# [Stated exercise]
Convert all of the entries below into a numbered list with one line per number, omitting any blank lines.
BEGIN
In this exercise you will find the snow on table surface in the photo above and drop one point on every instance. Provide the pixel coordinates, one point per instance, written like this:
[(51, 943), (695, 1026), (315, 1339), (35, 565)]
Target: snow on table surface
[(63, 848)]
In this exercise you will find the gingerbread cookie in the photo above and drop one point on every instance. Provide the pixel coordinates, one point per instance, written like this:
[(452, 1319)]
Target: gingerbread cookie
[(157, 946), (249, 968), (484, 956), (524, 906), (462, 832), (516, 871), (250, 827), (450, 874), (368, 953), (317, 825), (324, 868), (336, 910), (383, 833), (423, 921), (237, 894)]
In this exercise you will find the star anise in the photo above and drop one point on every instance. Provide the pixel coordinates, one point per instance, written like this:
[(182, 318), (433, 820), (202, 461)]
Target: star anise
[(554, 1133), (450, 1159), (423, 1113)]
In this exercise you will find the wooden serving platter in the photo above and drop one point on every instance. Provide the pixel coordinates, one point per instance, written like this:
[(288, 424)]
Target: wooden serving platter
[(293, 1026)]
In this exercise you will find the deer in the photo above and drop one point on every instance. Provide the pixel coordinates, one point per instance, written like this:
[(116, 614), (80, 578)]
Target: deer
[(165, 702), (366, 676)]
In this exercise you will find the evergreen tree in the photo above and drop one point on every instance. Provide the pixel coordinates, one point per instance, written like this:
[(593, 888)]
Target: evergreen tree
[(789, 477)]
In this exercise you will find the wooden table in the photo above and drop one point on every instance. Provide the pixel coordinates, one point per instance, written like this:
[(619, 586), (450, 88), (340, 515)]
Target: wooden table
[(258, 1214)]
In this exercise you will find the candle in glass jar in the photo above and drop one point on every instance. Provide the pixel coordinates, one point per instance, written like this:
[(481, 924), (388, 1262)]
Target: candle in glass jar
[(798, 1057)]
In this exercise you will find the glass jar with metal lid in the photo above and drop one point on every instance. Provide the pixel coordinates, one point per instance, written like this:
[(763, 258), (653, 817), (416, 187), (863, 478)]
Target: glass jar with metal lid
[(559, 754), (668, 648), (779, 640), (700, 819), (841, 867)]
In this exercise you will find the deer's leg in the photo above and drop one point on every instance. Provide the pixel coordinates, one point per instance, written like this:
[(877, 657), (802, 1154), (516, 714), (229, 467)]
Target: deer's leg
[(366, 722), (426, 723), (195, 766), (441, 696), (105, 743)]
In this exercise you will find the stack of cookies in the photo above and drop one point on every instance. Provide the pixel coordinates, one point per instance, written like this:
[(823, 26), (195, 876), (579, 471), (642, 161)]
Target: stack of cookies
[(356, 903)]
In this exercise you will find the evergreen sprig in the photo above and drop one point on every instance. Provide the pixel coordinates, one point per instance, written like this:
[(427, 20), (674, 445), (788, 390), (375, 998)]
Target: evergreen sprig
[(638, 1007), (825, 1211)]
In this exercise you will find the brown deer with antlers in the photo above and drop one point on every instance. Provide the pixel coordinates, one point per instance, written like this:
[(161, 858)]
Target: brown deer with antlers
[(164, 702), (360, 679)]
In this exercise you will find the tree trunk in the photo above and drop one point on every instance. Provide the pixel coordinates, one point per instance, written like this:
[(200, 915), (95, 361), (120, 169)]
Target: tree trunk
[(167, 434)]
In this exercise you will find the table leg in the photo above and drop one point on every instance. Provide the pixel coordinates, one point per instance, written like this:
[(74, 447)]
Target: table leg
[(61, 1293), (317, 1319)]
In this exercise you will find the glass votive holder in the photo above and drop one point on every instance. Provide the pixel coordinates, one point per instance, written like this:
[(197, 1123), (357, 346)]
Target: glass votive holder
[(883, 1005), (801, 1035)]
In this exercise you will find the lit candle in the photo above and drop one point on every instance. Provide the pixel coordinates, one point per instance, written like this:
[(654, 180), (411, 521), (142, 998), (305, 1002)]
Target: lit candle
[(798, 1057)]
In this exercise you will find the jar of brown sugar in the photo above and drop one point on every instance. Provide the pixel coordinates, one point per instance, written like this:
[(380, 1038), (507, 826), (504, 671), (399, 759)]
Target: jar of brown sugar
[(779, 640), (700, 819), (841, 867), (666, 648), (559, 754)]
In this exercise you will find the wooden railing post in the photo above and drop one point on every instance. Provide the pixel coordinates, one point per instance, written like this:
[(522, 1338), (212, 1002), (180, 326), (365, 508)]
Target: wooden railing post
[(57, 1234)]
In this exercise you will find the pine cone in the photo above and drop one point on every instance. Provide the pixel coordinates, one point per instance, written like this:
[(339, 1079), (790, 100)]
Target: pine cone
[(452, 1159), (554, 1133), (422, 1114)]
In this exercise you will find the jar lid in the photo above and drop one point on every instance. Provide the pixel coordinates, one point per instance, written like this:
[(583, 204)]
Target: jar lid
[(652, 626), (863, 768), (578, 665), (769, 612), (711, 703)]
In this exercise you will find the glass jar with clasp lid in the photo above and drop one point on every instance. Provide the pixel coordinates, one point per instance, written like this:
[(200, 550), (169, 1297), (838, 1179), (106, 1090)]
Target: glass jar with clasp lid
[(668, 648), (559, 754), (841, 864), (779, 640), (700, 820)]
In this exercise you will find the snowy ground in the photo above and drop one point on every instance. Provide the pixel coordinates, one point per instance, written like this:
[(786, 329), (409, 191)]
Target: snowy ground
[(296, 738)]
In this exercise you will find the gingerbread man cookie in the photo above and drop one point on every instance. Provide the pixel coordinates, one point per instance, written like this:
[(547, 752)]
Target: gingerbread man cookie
END
# [Exercise solution]
1. In this exercise you will find the snow on table surface in the photo above and drop one point on every instance. Provide the pixel coordinates, one point per instance, written like this:
2. [(51, 943), (695, 1026), (315, 1339), (35, 565)]
3. Target: snow on table surface
4. [(63, 848)]
5. In this exercise you will find the gingerbread cookie in the photo above and drop one point on every instance. Provide the pixel coordinates, one point per instance, written like this:
6. [(452, 1319)]
7. Target: gingerbread cookie
8. [(157, 946), (249, 968), (484, 956), (524, 906), (462, 832), (516, 871), (250, 827), (450, 874), (368, 953), (317, 825), (324, 868), (336, 910), (383, 833), (423, 921), (237, 894)]
9. In this exercise you will find the star anise in the photo above and drop one point on every instance. Provide the pixel coordinates, one point per instance, written like this:
10. [(182, 318), (433, 820), (202, 461)]
11. Target: star anise
12. [(554, 1133), (450, 1159), (423, 1113)]
13. In this exercise you will find the wooden serving platter in the photo above and drop one point on every instance. Provide the pixel coordinates, one point per instance, written like this:
14. [(288, 424)]
15. Target: wooden serving platter
16. [(293, 1026)]
17. In this exercise you will find the deer in the photo above and drop one point on every instance. Provide the pixel coordinates, one point per instance, written like this:
18. [(116, 614), (80, 578)]
19. Target: deer
20. [(165, 702), (366, 676)]
21. In this exercise you will find the evergreen tree in the photo above and drop one point on every instance. Provide the pixel coordinates, one point per instance, written like this:
22. [(593, 888)]
23. Target: evergreen tree
24. [(789, 477)]
25. In this exercise you will find the wooden table in the photo above and drop one point on every instance. Provide the pixel coordinates, one point per instance, written like this:
26. [(619, 586), (450, 88), (340, 515)]
27. Target: wooden table
28. [(258, 1214)]
29. In this exercise you will find the candle in glass jar in the photo above and drop one point on every instance. Provide the pixel coordinates, one point per instance, written like this:
30. [(481, 924), (388, 1262)]
31. Target: candle in glass jar
32. [(798, 1057)]
33. In this exercise you will find the glass jar with metal lid in the photo above and drop one point on every instance. Provide the pixel coordinates, one point per instance, written like this:
34. [(763, 258), (653, 817), (416, 187), (863, 478)]
35. Target: glass jar with metal lid
36. [(559, 754), (668, 648), (779, 640), (700, 819), (841, 867)]
37. In this exercise you will find the deer's leg in the photo above and drop one point on every instance. Provide the pixel coordinates, one point per instance, written like this:
38. [(877, 657), (802, 1154), (516, 714), (229, 467)]
39. Target: deer's leg
40. [(366, 722), (426, 723), (195, 766), (441, 696), (105, 743)]
41. In this exercise you will find the stack of cookies in the photo above and drop one point on every instance. Provide the pixel coordinates, one point per instance, written like this:
42. [(823, 26), (195, 876), (579, 471), (642, 161)]
43. Target: stack of cookies
44. [(356, 903)]
45. In this exercise you will find the evergreen sprig in the photo above and drop one point on every instance. Provide the pixel coordinates, one point per instance, written like this:
46. [(427, 20), (674, 445), (788, 390), (375, 998)]
47. Target: evergreen sprig
48. [(638, 1007), (825, 1211)]
49. In this exercise you will find the brown deer with antlers in the photo above and drop one point on every instance. Provide the pixel coordinates, one point per instance, written like this:
50. [(161, 858)]
51. Target: brown deer with antlers
52. [(164, 702), (360, 679)]
53. In this exercise you will find the tree trunk in the photo above and drop one point on every instance. Provide the pixel coordinates, one point per instance, written like this:
54. [(200, 915), (95, 361), (120, 169)]
55. Target: tree trunk
56. [(167, 434)]
57. In this exercise you will find the table leg in the photo above and drop one point on every instance. Provide the pixel coordinates, one point per instance, written like this:
58. [(74, 447)]
59. Target: table leg
60. [(61, 1293), (317, 1319)]
61. In this exercise you will find the glass votive holder in the photo above and drop one point on every instance. Provide the pixel coordinates, one point per instance, written like this:
62. [(197, 1123), (357, 346)]
63. Target: glass votive holder
64. [(883, 1005), (801, 1035)]
65. In this exercise you will find the lit candle in the photo above and drop one point on every instance. Provide the pixel coordinates, one point per instance, written like this:
66. [(654, 180), (411, 521), (142, 998), (305, 1002)]
67. Target: lit candle
68. [(798, 1057)]
69. In this exercise you will find the jar of brown sugar in the photo above and drop one point on every instance. Provide the pixel coordinates, one point per instance, written like this:
70. [(380, 1038), (507, 826), (504, 671), (399, 759)]
71. Target: jar of brown sugar
72. [(779, 640), (700, 819), (841, 867), (666, 648), (559, 754)]
73. In this exercise you will find the wooden railing post in the photo above and drop one point on every instance. Provide the pixel coordinates, one point per instance, written like this:
74. [(522, 1338), (212, 1002), (180, 326), (365, 508)]
75. Target: wooden railing post
76. [(57, 1234)]
77. In this exercise you will find the pine cone in the photo above and drop one point on every instance. Provide the pixel coordinates, one point per instance, written like this:
78. [(339, 1079), (790, 100)]
79. Target: pine cone
80. [(452, 1159), (554, 1133), (422, 1114)]
81. In this exercise you will find the jar lid in the photo above and drop one point on every instance. Provide the pixel coordinates, one point per instance, written like this:
82. [(583, 204)]
83. Target: jar lid
84. [(652, 626), (863, 768), (578, 665), (769, 612), (711, 703)]
85. In this exercise you will find the glass jar with clasp lid in the photo above and drop one point on every instance. Provide the pixel coordinates, one point per instance, written like this:
86. [(200, 550), (169, 1297), (838, 1179), (106, 1090)]
87. Target: glass jar with clasp lid
88. [(668, 648), (559, 754), (841, 864), (779, 640), (700, 820)]
89. In this exercise you will find the snowy ground in the photo above and drop one point on every instance. Provide the pixel coordinates, one point per instance, written like this:
90. [(786, 329), (409, 191)]
91. Target: snowy ground
92. [(296, 738)]
93. In this exercise you will find the gingerbread man cookie in the photo above and drop one point on every instance. Provide the pixel coordinates, one point per instance, written like this:
94. [(547, 752)]
95. Target: gingerbread man cookie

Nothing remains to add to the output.